§ WHAT IS EXPECTED: Pull out every line in the items below that contains the string "camouflage", and list those lines in the order they appear.

§ DATA FOR THE TASK:
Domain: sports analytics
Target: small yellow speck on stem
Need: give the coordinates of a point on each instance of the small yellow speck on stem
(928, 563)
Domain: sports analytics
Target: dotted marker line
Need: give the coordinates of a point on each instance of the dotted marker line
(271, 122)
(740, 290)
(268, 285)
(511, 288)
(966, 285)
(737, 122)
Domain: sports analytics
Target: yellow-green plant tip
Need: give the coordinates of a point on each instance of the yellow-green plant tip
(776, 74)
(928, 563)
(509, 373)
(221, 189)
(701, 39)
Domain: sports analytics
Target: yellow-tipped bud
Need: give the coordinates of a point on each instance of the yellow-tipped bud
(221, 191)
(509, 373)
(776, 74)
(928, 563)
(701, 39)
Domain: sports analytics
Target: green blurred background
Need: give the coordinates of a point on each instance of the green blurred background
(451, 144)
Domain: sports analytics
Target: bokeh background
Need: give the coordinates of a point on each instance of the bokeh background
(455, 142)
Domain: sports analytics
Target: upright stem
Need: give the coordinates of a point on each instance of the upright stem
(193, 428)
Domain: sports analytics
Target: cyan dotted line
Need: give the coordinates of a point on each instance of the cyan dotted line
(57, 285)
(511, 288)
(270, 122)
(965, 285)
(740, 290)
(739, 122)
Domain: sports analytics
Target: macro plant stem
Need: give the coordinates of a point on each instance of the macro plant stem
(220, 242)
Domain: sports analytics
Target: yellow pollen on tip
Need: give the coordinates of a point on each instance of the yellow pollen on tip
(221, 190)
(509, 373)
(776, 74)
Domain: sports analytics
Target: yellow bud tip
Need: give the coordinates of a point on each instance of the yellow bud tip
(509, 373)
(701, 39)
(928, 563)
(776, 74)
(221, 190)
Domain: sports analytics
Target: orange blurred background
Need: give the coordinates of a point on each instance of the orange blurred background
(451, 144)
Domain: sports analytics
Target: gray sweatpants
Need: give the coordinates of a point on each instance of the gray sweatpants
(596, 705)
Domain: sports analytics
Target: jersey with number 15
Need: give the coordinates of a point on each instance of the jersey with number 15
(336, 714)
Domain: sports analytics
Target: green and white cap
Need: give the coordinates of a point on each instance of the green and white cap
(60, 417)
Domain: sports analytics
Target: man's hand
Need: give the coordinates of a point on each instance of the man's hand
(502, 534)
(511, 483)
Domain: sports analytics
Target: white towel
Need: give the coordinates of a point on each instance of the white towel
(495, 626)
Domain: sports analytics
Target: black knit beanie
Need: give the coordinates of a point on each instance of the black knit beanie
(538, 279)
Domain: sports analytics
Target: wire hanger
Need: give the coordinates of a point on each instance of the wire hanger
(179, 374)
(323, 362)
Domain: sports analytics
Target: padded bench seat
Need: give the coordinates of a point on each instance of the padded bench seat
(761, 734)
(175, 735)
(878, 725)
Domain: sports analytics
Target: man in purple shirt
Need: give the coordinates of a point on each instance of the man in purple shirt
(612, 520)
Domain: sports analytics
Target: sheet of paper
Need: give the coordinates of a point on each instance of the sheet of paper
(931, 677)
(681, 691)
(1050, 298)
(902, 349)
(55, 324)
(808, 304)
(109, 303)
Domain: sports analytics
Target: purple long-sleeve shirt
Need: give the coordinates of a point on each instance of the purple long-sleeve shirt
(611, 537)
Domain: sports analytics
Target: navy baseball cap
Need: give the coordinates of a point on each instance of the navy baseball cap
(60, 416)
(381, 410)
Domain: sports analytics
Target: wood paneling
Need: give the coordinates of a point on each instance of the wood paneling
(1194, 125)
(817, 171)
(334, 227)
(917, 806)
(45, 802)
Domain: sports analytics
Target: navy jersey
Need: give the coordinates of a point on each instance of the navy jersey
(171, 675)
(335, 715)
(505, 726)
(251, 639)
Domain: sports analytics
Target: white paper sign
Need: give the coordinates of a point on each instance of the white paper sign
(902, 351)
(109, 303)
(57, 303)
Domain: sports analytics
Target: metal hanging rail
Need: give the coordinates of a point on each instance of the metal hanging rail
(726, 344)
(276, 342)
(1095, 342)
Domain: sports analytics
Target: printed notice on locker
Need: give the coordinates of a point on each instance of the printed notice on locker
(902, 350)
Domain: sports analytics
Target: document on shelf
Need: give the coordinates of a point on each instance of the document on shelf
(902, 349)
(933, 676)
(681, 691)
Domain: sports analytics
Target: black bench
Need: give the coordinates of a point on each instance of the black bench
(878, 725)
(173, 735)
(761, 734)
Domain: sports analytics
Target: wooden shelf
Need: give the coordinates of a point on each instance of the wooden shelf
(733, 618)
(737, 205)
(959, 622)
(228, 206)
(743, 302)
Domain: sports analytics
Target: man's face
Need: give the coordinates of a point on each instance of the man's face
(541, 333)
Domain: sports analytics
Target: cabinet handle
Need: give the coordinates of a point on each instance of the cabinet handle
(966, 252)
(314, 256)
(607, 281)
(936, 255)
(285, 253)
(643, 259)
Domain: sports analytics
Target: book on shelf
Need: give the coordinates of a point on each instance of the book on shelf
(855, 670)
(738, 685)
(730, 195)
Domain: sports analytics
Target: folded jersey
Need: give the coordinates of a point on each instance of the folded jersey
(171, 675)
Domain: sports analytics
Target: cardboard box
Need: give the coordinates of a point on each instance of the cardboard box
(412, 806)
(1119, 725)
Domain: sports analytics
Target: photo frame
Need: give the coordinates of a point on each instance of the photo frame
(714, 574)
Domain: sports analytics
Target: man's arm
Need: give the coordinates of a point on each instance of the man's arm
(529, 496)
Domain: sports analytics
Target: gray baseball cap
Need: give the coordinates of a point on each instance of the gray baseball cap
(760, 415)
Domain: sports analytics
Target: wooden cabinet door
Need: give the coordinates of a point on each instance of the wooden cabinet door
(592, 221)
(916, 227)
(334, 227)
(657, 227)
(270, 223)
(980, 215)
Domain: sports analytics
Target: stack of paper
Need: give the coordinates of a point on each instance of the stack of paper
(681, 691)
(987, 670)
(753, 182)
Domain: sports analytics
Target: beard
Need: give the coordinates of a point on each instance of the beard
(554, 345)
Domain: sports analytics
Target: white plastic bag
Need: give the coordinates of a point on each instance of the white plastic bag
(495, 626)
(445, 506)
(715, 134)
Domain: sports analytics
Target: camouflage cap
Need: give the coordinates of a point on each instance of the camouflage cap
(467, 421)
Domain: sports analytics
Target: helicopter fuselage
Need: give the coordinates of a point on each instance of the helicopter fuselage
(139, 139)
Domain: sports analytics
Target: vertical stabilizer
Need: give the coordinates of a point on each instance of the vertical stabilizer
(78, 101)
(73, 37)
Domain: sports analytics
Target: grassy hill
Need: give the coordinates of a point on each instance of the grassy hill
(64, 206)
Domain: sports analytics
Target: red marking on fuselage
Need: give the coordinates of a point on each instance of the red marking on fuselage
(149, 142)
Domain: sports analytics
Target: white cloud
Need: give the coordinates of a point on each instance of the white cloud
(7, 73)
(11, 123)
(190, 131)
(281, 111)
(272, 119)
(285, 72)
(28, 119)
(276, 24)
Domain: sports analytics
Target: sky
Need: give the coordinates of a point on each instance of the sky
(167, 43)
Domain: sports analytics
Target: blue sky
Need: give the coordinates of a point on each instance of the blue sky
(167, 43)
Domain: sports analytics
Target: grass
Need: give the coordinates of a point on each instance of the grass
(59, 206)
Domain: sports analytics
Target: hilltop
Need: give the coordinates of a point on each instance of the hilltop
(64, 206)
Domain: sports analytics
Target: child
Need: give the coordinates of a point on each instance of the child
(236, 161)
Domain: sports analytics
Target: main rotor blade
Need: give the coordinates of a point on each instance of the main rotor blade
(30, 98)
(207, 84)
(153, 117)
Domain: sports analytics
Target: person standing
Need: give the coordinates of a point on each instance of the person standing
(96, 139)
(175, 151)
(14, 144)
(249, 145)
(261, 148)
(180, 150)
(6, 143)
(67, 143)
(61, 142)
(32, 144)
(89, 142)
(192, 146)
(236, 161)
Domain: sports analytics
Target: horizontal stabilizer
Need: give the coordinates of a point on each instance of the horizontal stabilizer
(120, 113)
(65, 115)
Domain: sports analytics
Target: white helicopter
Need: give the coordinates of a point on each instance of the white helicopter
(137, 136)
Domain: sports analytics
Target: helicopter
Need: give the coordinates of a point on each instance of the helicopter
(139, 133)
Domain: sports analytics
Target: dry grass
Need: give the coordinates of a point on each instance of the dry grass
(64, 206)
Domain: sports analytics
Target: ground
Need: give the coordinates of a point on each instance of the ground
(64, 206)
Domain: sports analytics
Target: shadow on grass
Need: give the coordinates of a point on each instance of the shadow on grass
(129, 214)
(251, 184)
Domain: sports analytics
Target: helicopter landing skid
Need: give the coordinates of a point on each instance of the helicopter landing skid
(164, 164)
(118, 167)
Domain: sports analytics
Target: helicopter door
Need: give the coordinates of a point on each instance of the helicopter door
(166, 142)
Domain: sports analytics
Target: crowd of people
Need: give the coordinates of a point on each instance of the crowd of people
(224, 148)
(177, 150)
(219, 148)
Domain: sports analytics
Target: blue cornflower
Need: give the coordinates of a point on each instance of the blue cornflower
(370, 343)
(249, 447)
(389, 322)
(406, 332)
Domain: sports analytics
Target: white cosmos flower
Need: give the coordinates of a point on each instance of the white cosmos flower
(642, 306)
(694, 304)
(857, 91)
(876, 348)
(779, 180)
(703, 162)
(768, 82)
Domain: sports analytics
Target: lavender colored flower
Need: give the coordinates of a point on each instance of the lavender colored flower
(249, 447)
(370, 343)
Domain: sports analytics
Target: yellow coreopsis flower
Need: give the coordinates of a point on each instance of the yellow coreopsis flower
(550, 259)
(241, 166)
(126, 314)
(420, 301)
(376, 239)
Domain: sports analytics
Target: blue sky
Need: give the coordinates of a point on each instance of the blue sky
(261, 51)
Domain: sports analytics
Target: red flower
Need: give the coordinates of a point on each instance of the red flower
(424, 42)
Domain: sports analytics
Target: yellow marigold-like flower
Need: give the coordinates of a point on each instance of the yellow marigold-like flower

§ RESULT:
Target: camouflage cap
Need: give the coordinates of a point on each instance of the camouflage cap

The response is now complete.